A few points to make

We do expect her to get a job during the year and work during holidays, but we’re giving her a month or two to settle into a new city and new routine first.

Credit card = debt. She doesn’t need one, plus the points offered are rubbish. Her Debit card will suffice.

Student overdraft? Absolutely not. It’s an enticement into debt. Her $500 cash emergency fund (which earns interest) will do the trick.

We expect her to continue applying for scholarships.

She doesn’t qualify for a student allowance as our household income is just above the threshold.

We will continue to cover her phone and health insurance because they are intertwined with ours. And while she will pay for some fuel, we will cover her car‑related costs such as WOF and servicing. She found a free one-year sign-up for roadside assistance through AMI. 

For now, her 50% investment rate is on hold. Her outgoings are simply too high. Instead, she now invests 20%, spends 30%, and saves 50% toward university costs. I’ve stressed the importance of continually investing at least 20%, even when life is expensive.

Collaboration with our child has been key

Getting her through university debt‑free is a collaborative effort between the three of us. She is pulling her weight, has worked part-time during the year and full-time over the summer, and has treated both her and our money with respect. Because she is making a strong effort - and because Jonny and I are financially independent - we can afford to cover the shortfall. We’ll continue to do so until her education is complete.

As I write all this down, I’m feeling pretty confident that she is good to go. Gold star to me! But, most importantly, SHE is feeling confident too. 

Worth noting, because it doesn’t come across here, is that you might think I’ve got the perfect child, keen to engage and learn all she can about money. She has never ever been excited to talk about money, learn to invest, or hustle for income. Yes, I wish I were blessed with that child, but alas, haha, NO! But I think it has been the best thing for me, because I knew I had to help her learn and understand anyway. After all, money is such an integral part of everyday life, and she has had to learn about it regardless. And to me, that is the real win for us as parents. We’ve taught her a life skill - despite her not being keen to learn it!

[Parts of the exercise]:
[A] Rewrite the text on university finances, beginning at "Student overdraft? Absolutely" and stopping after "assistance through AMI.", replacing "scholarships" with "grants".
[B] According to the text on university finances, what did she find through AMI?
[C] Continue the text on university finances from the point where it ends.

[Data]:
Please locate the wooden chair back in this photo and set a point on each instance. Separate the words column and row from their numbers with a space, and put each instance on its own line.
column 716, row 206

--

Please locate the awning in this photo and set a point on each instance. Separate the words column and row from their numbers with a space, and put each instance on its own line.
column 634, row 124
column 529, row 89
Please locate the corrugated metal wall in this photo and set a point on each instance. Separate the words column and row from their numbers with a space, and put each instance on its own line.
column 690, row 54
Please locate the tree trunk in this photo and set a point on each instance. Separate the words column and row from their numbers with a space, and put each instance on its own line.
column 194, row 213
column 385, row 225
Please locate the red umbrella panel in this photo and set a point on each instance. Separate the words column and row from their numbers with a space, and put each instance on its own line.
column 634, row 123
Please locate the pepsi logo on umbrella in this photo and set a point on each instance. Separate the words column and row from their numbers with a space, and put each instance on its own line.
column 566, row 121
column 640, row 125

---

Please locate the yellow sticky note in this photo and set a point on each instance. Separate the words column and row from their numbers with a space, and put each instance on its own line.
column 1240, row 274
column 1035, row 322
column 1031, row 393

[Answers for the tasks]:
[A]
Student overdraft? Absolutely not. It’s an enticement into debt. Her $500 cash emergency fund (which earns interest) will do the trick.

We expect her to continue applying for grants.

She doesn’t qualify for a student allowance as our household income is just above the threshold.

We will continue to cover her phone and health insurance because they are intertwined with ours. And while she will pay for some fuel, we will cover her car‑related costs such as WOF and servicing. She found a free one-year sign-up for roadside assistance through AMI.

[B] A free one-year sign-up for roadside assistance.

[C]
And in moments of teenage generosity, I know she is grateful to be in the financial position she is in, with the knowledge she has. If we hadn’t persisted, she would be heading straight into student debt at age 18 without understanding its future implications. 

I hope this helps you think about the young people in your life and what small steps you might take, long before university is even on the horizon, to help them feel financially confident.

But, before I go, just one last thing.

The Elephant in the Room: Why not just take out a student loan?

This is a question I’m often asked. Below is a recent email I sent in reply.

Subject: Why I’m cautious about student loans, even when they’re interest-free

Kia ora,

Thanks for your question. It’s a fair one. I’m not anti‑education, and I’m not saying no young person should ever take out a student loan. What I am cautious about is how casually we encourage debt simply because it’s labelled “interest-free”. With a daughter about to go to university, how she will pay for it is very top of mind.

Firstly, an interest‑free loan is still a loan. It is debt. It is money you now owe someone else. It reduces your take‑home pay because you have to make payments on your debt once you earn over $24,000 a year. For many people, that 12% repayment quietly takes a bite out of their paycheque for years, often decades. Life is rarely neat or linear, and many well‑meaning people advise borrowers not to prioritise repayment. This trips people up later, particularly women.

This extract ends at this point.